- Problem details -
Copy each line of the following records verbatim, omitting the pictures.

- Records supplied -
* BEGIN *
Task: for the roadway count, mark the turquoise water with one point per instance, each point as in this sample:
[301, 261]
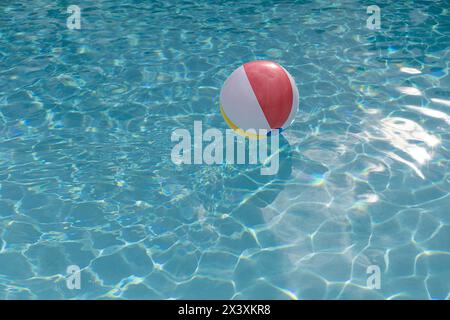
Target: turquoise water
[86, 177]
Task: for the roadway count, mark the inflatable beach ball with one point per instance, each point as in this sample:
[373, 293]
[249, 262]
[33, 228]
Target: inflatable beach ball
* END *
- Task output -
Task: for the roadway count, mark the turquoise water with one point per instance, each point as in this sample:
[301, 261]
Target: turquoise water
[86, 177]
Task: for the roadway count, mark the inflatable beach ball with one point per instance, each point as in this sample:
[373, 293]
[249, 262]
[33, 228]
Target: inflatable beach ball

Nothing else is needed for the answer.